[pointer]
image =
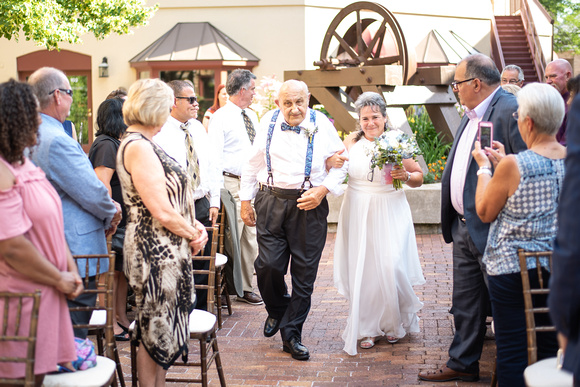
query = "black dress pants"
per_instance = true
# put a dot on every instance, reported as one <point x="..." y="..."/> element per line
<point x="288" y="236"/>
<point x="470" y="301"/>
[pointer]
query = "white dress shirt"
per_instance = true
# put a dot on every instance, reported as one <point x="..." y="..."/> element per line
<point x="288" y="157"/>
<point x="228" y="132"/>
<point x="171" y="139"/>
<point x="463" y="154"/>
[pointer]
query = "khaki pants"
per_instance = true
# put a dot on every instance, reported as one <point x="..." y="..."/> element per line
<point x="248" y="242"/>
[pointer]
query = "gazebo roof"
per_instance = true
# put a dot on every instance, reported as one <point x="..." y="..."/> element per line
<point x="199" y="41"/>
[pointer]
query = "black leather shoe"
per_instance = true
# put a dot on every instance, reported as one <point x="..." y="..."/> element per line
<point x="296" y="349"/>
<point x="271" y="326"/>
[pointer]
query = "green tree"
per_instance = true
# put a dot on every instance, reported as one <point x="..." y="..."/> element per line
<point x="50" y="22"/>
<point x="566" y="15"/>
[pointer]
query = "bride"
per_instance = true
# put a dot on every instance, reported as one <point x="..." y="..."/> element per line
<point x="375" y="260"/>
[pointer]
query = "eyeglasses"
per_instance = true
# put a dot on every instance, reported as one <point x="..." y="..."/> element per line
<point x="510" y="81"/>
<point x="454" y="84"/>
<point x="68" y="91"/>
<point x="191" y="100"/>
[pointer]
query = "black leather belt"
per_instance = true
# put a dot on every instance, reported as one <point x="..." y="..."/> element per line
<point x="231" y="175"/>
<point x="283" y="193"/>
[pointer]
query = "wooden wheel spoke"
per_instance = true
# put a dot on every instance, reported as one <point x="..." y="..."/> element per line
<point x="352" y="48"/>
<point x="344" y="44"/>
<point x="380" y="34"/>
<point x="384" y="60"/>
<point x="359" y="30"/>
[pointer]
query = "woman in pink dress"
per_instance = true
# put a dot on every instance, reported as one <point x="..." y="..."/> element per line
<point x="33" y="251"/>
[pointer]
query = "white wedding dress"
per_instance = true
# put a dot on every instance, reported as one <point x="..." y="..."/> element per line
<point x="375" y="255"/>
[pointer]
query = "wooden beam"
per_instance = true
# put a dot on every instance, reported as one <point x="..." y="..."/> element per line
<point x="349" y="76"/>
<point x="419" y="95"/>
<point x="433" y="75"/>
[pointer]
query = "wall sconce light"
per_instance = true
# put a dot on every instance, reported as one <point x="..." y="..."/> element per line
<point x="104" y="68"/>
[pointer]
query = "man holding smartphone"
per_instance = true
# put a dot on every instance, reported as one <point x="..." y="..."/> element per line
<point x="477" y="82"/>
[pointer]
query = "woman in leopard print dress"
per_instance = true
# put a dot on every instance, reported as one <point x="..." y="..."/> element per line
<point x="161" y="233"/>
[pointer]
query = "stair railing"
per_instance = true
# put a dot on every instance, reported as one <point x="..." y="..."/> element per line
<point x="533" y="39"/>
<point x="496" y="51"/>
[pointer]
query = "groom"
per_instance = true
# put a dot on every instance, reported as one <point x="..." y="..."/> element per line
<point x="291" y="208"/>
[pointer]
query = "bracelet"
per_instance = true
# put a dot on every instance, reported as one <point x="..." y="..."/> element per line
<point x="484" y="171"/>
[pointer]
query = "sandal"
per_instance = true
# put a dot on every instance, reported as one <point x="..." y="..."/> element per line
<point x="368" y="342"/>
<point x="392" y="339"/>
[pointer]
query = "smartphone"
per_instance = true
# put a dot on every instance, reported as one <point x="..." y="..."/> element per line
<point x="485" y="134"/>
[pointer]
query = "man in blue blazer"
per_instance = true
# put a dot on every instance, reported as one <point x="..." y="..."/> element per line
<point x="564" y="300"/>
<point x="88" y="210"/>
<point x="477" y="82"/>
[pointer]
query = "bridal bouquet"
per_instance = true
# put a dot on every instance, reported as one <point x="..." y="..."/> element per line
<point x="392" y="147"/>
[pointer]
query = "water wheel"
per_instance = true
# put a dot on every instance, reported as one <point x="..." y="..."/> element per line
<point x="364" y="33"/>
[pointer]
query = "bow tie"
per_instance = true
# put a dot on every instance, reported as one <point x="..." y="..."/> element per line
<point x="296" y="129"/>
<point x="471" y="114"/>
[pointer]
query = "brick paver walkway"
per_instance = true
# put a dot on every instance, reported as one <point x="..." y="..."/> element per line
<point x="250" y="359"/>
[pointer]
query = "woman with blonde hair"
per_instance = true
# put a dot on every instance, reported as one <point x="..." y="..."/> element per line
<point x="161" y="233"/>
<point x="520" y="199"/>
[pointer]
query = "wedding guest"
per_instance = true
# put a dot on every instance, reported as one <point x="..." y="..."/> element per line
<point x="564" y="300"/>
<point x="232" y="130"/>
<point x="375" y="255"/>
<point x="103" y="157"/>
<point x="477" y="83"/>
<point x="558" y="73"/>
<point x="33" y="250"/>
<point x="161" y="233"/>
<point x="520" y="199"/>
<point x="512" y="75"/>
<point x="178" y="135"/>
<point x="89" y="212"/>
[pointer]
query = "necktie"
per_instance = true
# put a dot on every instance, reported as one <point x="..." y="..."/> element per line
<point x="249" y="127"/>
<point x="192" y="162"/>
<point x="285" y="126"/>
<point x="471" y="114"/>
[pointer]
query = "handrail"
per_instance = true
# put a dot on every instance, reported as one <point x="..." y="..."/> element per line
<point x="533" y="39"/>
<point x="496" y="51"/>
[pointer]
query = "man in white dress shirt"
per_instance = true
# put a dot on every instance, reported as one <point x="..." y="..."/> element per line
<point x="288" y="160"/>
<point x="232" y="129"/>
<point x="172" y="139"/>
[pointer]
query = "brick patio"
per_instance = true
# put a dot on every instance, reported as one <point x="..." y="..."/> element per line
<point x="250" y="359"/>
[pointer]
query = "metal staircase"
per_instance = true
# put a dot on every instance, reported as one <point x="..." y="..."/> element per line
<point x="514" y="45"/>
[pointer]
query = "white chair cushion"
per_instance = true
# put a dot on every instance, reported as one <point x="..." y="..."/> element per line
<point x="545" y="374"/>
<point x="201" y="321"/>
<point x="98" y="317"/>
<point x="220" y="260"/>
<point x="97" y="376"/>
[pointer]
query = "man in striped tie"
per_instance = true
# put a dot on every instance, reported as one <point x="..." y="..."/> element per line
<point x="233" y="128"/>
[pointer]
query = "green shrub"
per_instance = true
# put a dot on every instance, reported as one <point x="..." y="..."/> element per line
<point x="431" y="143"/>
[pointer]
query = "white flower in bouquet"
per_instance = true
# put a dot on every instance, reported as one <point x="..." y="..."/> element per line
<point x="392" y="147"/>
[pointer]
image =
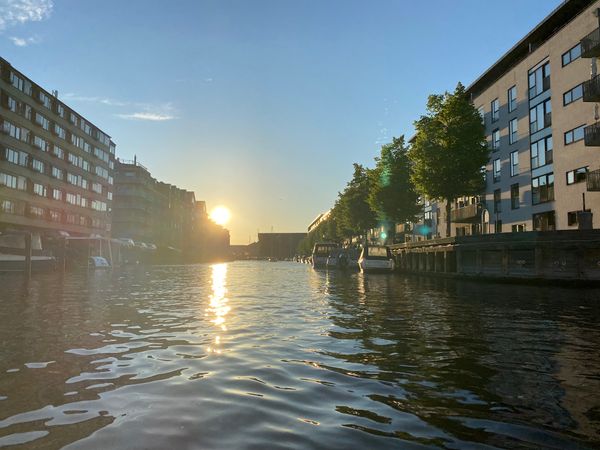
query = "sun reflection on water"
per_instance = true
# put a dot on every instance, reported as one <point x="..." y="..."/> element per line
<point x="218" y="307"/>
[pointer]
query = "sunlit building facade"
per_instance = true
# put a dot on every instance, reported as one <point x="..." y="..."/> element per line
<point x="56" y="167"/>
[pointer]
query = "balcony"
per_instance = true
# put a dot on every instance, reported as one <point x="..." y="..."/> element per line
<point x="593" y="181"/>
<point x="466" y="214"/>
<point x="590" y="45"/>
<point x="592" y="135"/>
<point x="591" y="90"/>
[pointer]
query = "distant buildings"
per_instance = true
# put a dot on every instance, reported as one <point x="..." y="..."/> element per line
<point x="153" y="212"/>
<point x="56" y="167"/>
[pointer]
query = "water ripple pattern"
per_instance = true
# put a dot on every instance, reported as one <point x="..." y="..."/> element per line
<point x="277" y="355"/>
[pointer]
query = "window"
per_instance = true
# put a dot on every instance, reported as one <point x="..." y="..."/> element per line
<point x="574" y="135"/>
<point x="40" y="143"/>
<point x="514" y="196"/>
<point x="513" y="131"/>
<point x="495" y="140"/>
<point x="514" y="163"/>
<point x="574" y="94"/>
<point x="57" y="173"/>
<point x="577" y="175"/>
<point x="16" y="157"/>
<point x="55" y="216"/>
<point x="542" y="189"/>
<point x="13" y="182"/>
<point x="497" y="166"/>
<point x="36" y="211"/>
<point x="512" y="99"/>
<point x="60" y="131"/>
<point x="42" y="121"/>
<point x="495" y="110"/>
<point x="39" y="189"/>
<point x="37" y="165"/>
<point x="539" y="80"/>
<point x="540" y="116"/>
<point x="497" y="201"/>
<point x="571" y="55"/>
<point x="544" y="221"/>
<point x="7" y="206"/>
<point x="58" y="152"/>
<point x="541" y="152"/>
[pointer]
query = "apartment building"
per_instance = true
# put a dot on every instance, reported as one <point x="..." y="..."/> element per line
<point x="56" y="167"/>
<point x="538" y="102"/>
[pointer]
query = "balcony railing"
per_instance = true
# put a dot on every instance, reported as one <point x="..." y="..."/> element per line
<point x="590" y="45"/>
<point x="591" y="90"/>
<point x="466" y="214"/>
<point x="593" y="181"/>
<point x="592" y="135"/>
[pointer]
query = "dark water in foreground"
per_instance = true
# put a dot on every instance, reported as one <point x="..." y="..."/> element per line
<point x="263" y="355"/>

WHAT THE TASK ASKS: Count the lines in the data above that contain the word "pants", and give only the number.

SOLUTION: 2